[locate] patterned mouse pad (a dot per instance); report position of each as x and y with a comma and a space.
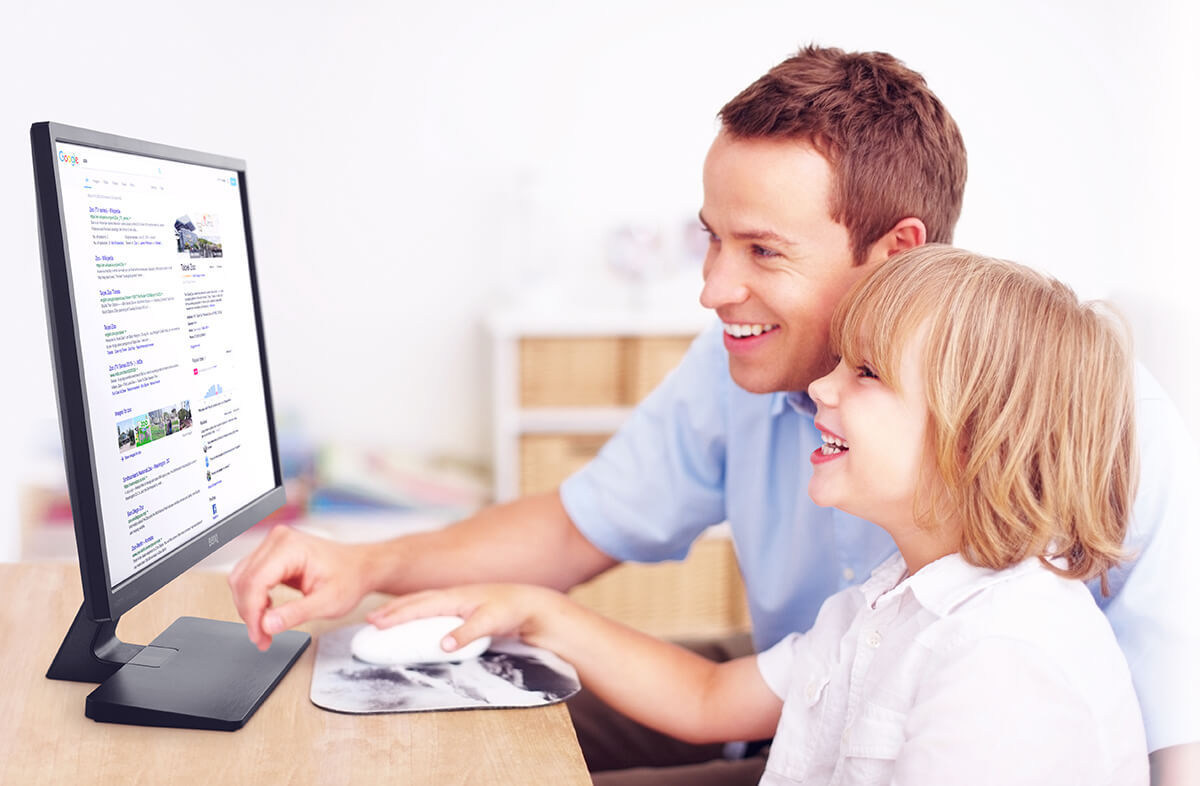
510, 673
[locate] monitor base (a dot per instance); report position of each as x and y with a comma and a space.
198, 673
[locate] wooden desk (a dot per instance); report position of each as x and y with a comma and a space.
45, 737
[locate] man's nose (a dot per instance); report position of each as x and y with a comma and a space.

● Short task: Write out all of the data above again, requests included, but multiply every point coordinate in the answers by 2.55 and round each to a whole number, rounding halves up. Leave the pictures out.

● Solution for this task:
[locate] patterned mouse pad (a dot per instance); report position of each as x and y with a comma and a space.
1301, 1716
[locate] monitor base (a dot per instance); report position of each as x and y with a comma and a space.
505, 1716
[locate] wooden desk (a dot per instance); report position of each as x and y with a comma and a space.
115, 1879
[locate] man's nose (a dot per instance); report position of each as x and y with a comma and a space.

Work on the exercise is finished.